#### What to do:
Rewrite every record so that "drop a single marker" becomes "place one point", and leave all other wording as it is.

Records pointing to named objects:
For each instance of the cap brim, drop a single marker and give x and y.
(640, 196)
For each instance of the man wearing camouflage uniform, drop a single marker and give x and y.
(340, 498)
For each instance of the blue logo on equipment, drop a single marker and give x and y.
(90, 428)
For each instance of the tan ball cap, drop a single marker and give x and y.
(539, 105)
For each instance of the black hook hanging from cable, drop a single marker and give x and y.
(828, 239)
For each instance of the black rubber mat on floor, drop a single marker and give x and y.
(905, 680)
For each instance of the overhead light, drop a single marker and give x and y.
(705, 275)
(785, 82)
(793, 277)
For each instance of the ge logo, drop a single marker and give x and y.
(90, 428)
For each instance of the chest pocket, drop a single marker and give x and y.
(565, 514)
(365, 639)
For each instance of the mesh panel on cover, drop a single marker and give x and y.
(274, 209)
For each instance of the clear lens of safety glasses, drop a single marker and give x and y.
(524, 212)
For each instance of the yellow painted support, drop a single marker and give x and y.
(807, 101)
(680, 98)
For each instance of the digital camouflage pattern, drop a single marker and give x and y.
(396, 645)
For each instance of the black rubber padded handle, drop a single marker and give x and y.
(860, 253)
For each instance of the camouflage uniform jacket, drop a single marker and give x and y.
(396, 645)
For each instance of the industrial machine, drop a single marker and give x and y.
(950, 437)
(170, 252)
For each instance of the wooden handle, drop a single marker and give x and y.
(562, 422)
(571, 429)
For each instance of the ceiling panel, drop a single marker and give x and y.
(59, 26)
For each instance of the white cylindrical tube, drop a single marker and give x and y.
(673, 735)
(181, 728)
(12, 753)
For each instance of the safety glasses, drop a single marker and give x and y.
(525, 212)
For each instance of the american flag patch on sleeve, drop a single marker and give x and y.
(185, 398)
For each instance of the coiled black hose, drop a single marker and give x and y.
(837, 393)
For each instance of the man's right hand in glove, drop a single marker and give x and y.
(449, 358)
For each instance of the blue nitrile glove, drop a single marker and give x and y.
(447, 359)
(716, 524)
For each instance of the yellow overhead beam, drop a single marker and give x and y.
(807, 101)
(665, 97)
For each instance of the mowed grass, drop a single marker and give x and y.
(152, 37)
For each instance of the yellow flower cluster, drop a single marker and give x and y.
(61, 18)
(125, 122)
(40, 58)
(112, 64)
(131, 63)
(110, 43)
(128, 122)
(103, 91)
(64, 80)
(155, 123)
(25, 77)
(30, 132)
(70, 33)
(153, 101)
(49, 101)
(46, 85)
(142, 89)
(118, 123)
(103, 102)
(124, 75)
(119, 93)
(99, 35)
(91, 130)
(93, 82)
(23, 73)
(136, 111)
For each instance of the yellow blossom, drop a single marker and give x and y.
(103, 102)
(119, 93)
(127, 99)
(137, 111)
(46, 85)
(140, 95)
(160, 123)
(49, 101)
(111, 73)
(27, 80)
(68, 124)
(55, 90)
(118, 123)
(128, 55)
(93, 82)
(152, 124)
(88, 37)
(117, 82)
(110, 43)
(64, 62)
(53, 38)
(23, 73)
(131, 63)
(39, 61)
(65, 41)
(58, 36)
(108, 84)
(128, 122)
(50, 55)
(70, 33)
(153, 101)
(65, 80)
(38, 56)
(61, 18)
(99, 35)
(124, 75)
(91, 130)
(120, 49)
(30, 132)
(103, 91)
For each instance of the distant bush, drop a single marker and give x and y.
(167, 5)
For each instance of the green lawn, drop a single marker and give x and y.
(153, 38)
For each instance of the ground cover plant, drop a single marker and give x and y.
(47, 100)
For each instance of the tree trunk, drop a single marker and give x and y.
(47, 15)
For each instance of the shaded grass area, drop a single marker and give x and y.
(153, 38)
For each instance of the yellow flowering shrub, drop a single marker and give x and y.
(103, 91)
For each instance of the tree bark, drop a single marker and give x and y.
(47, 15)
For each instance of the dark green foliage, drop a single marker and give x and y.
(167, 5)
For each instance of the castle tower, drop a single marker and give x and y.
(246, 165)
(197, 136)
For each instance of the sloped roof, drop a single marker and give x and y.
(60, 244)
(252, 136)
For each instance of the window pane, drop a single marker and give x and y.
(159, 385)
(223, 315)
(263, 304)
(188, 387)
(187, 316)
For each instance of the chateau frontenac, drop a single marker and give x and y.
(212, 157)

#### Exercise output:
For each instance of the cap brim, place one point and give x and y.
(640, 196)
For each instance of the man wearing camouflage uniform, place one point and give x and y.
(340, 498)
For each instance of the blue logo on equipment, place one point and give x and y.
(90, 428)
For each instance of the tan ball cap, place one point and give x and y.
(539, 105)
For each instance of the black hook hanging from cable, place one point and give x and y.
(828, 239)
For each instance of the black rubber mat on floor, place one point and give x and y.
(905, 680)
For each instance of the overhead light, place one point and give x and y.
(705, 275)
(785, 82)
(793, 277)
For each instance of the ge logo, place one point and give x and y.
(90, 428)
For each instance of the chest pocket, place one point and give x and y.
(565, 514)
(365, 639)
For each instance of the mesh panel on cover, place one point and give x and y.
(274, 209)
For each instance of the clear lens of safety glasses, place one point and give x and y.
(524, 212)
For each instance of the yellow painted support, place one point and give x and y.
(807, 101)
(680, 98)
For each instance of the digital camouflage pattern, place one point and give x and y.
(396, 645)
For each instance of the black rubber padded handle, place one point and give x and y.
(860, 253)
For each instance of the camouflage uniform jacket, place one point and give x and y.
(396, 645)
For each instance of the industrial machine, place one point and give x and y.
(950, 437)
(170, 252)
For each instance of the wooden handle, place one point and give x and y.
(562, 422)
(571, 429)
For each instance of the ceiling panel, place one point and give x and y.
(59, 26)
For each instance of the white cylindrical tube, place one point and give x and y.
(673, 735)
(181, 728)
(12, 753)
For each instance of the safety glasses, place one point and give x and y.
(525, 212)
For each instance of the american flag patch on sleeve, place one point and give x and y.
(185, 398)
For each instance of the coiled black hose, place one point and give x and y.
(837, 393)
For each instance of the man's right hand in glove, place one point and give x and y.
(449, 358)
For each instance of the blue nitrile glove, place one point and give x and y.
(447, 359)
(716, 524)
For each instance of the yellow overhead beam, place one point and give x and y.
(807, 101)
(665, 97)
For each instance of the mowed grass, place one point and give x and y.
(152, 37)
For each instance of the yellow flower cluster, place one point and give x and y.
(61, 18)
(125, 122)
(40, 58)
(112, 64)
(131, 63)
(110, 43)
(128, 122)
(103, 91)
(64, 80)
(155, 123)
(25, 77)
(30, 132)
(70, 33)
(153, 101)
(49, 101)
(46, 85)
(142, 89)
(118, 123)
(103, 102)
(124, 75)
(119, 93)
(99, 35)
(91, 130)
(93, 82)
(23, 73)
(136, 111)
For each instance of the yellow blossom, place one point and give x and y.
(103, 102)
(119, 93)
(127, 99)
(137, 111)
(46, 85)
(140, 95)
(160, 123)
(49, 101)
(111, 73)
(27, 80)
(68, 124)
(55, 90)
(118, 123)
(128, 55)
(93, 82)
(152, 124)
(88, 37)
(117, 82)
(110, 43)
(64, 62)
(53, 38)
(23, 73)
(131, 63)
(39, 61)
(65, 41)
(58, 36)
(108, 84)
(128, 122)
(50, 55)
(70, 33)
(153, 101)
(65, 80)
(38, 56)
(61, 18)
(99, 35)
(124, 75)
(91, 130)
(120, 49)
(30, 132)
(103, 91)
For each instance of the distant bush, place one point and give x and y.
(167, 5)
For each instance of the green lawn, place one point and give x and y.
(153, 38)
For each instance of the ground cover plant, place one point and give x and y.
(47, 100)
For each instance of the tree trunk, place one point and give x and y.
(47, 15)
For each instance of the shaded grass area, place one point and give x and y.
(153, 38)
For each instance of the yellow flowering shrub, place one point and give x and y.
(103, 91)
For each instance of the tree bark, place one point and give x and y.
(47, 15)
For each instance of the dark green foliage, place one point and give x and y.
(167, 5)
For each instance of the castle tower, place one point and give x and y.
(246, 165)
(197, 136)
For each instance of the sloped roof, place one point and give x and y.
(60, 244)
(252, 136)
For each instance of the window pane, place one point and give x and y.
(159, 385)
(223, 315)
(263, 304)
(188, 387)
(187, 316)
For each instance of the chateau frontenac, place one point and give x and y.
(212, 157)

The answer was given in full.